**** Dataset extract ****

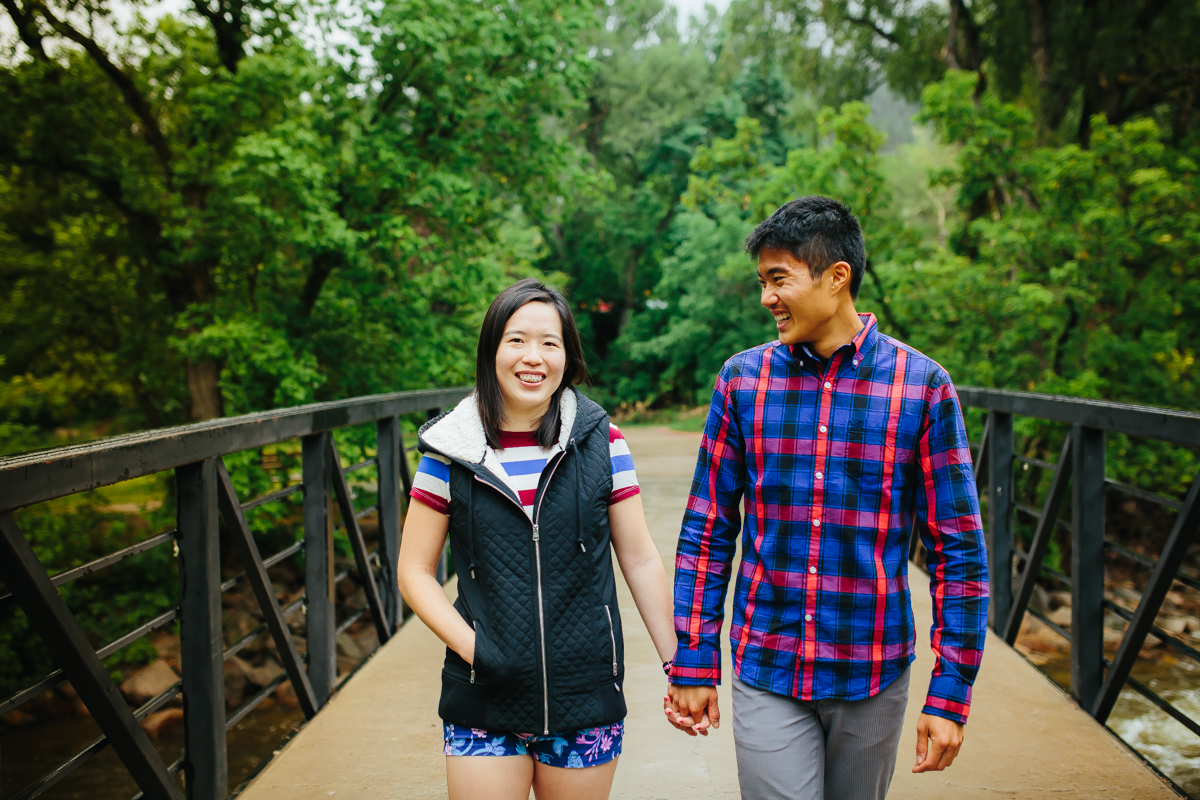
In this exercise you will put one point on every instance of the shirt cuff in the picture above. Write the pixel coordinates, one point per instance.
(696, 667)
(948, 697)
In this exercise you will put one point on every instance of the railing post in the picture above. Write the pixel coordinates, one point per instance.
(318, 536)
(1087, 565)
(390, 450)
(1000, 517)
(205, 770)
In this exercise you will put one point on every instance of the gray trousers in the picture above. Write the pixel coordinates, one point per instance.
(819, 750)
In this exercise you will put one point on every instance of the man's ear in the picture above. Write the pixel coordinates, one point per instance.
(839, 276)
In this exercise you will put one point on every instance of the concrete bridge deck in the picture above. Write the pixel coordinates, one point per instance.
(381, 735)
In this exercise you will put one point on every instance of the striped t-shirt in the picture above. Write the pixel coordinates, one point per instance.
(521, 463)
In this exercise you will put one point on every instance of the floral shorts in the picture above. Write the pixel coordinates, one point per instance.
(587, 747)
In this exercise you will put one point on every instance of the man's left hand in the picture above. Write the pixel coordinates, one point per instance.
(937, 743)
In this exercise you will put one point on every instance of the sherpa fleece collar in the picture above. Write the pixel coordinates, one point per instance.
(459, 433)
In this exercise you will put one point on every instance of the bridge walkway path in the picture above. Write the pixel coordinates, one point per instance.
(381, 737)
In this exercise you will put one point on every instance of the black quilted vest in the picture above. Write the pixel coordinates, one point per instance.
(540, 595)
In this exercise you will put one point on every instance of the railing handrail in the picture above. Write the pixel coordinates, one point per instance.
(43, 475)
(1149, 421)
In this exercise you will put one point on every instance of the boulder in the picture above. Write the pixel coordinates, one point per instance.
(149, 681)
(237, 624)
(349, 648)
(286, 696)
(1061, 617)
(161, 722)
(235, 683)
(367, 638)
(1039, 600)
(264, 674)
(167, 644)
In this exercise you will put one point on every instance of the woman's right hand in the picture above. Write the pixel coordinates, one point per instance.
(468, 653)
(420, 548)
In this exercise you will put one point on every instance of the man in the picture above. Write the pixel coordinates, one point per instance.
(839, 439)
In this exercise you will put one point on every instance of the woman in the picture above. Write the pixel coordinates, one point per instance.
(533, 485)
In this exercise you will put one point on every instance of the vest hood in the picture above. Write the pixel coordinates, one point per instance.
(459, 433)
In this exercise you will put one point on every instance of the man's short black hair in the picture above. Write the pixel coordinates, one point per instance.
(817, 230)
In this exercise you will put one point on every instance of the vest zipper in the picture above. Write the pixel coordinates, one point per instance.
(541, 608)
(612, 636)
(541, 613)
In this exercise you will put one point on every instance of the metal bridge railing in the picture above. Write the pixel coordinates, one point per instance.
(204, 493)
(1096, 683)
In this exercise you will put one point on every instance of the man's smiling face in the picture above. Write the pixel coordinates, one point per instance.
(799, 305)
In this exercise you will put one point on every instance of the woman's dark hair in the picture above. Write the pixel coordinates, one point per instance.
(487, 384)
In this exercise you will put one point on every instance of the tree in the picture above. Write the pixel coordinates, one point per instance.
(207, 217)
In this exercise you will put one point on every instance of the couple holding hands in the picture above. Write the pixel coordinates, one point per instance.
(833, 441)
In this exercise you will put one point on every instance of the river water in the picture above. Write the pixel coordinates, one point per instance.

****

Task prompt:
Return each line above exactly; any pictures are to be skipped.

Solution to the problem:
In this exercise you will put one point on every instance of the shirt cuff in the picture above. Write the pixel coordinates, one point per instance.
(696, 667)
(948, 697)
In this exercise you will put one point on every instance of the railing post in the picture above. Write the pixel coordinates, one point per instance.
(318, 536)
(1087, 565)
(390, 450)
(1000, 517)
(205, 770)
In this exercise you will put one point on every instance of the gray trousers in the picture above. Write the pixel coordinates, one point per instance.
(819, 750)
In this exercise you will put one point on every instance of the man's ear in the picture above. Write the pixel coordinates, one point per instance.
(839, 276)
In this exercise you will put one point on every instance of the concrete bridge deck in the picture above. Write the pixel coordinates, one point per instance.
(381, 735)
In this exercise you will put one point on every instance of the striped t-shirt in the picture above. Write the pixel coordinates, one point per instance.
(521, 463)
In this exercise you will put one point on every instance of the floral shorts in the picture above. Write the pixel coordinates, one point per instance.
(587, 747)
In this exercise you will put one point on every instance of the man's left hand in the picture above. Write the pixel coordinates, one point per instance.
(937, 743)
In this exercise you will put one point on every instance of the sherpa fleece collar in the picture above. Write the pixel coordinates, one point per instance.
(459, 433)
In this exercise you will put one point on every instance of the bridge walkway path in the picture above. Write the pixel coordinates, one point per instance.
(381, 737)
In this exercise you will put one point on every instance of the black quilted vest in the picture above. Write the pixel coordinates, one point per instance.
(540, 595)
In this exercise you will put one point on every instance of the railing handrail in the picture above. Write the pixel coordinates, one point per instance.
(43, 475)
(1149, 421)
In this exercise you will put one point on every instance of the boulder in the picture above. Write the pixel coordinates, one point per instance.
(149, 681)
(237, 624)
(349, 648)
(286, 696)
(1061, 617)
(161, 722)
(235, 683)
(367, 638)
(1039, 600)
(264, 674)
(167, 644)
In this exercise you will put one point on every instance of the woman's right hand in the picture above. Write the pixel coordinates, one point per instance.
(468, 653)
(420, 548)
In this exercise you will put one point on every instance of the man in the picture above. Write the pixel coordinates, one point per instance.
(839, 439)
In this exercise you will put one point on every instance of the woman in the picture above. Write the pixel coordinates, one point per instance.
(533, 485)
In this exercise you will put one point on every instance of the vest hood in the picture above. Write the pixel coordinates, one point per instance.
(459, 433)
In this exercise you will put one point on every instance of the man's short black hair in the picture above. Write the pixel coordinates, one point per instance.
(817, 230)
In this exercise you will put one point on every instance of the vest zipper in the picture above. Write the pixel coordinates, one point per instance.
(541, 608)
(612, 636)
(541, 613)
In this exercise you will put one point on every instance of the metal bridge railing in the picture above. Write the pixel coordinates, one point per instance.
(204, 493)
(1096, 683)
In this exercise you will put one point on every instance of the man's smiling face in the picture above. Write the pixel coordinates, one point per instance.
(799, 305)
In this exercise you will put one point on every instance of the woman's dark hair in the picture above. Write the pixel coordinates, one point per instance.
(487, 384)
In this exercise you will put one point on every instance of the tree in the picture above. Write the pixel coordinates, one point per instance.
(207, 217)
In this exercise you will put one point on every instance of the couple holding hands in the picture above. Write the pixel coordinates, one point per instance.
(833, 441)
In this exercise you will put one point on every instance of the river water in the picture above. Write the pixel coordinates, one point per instance.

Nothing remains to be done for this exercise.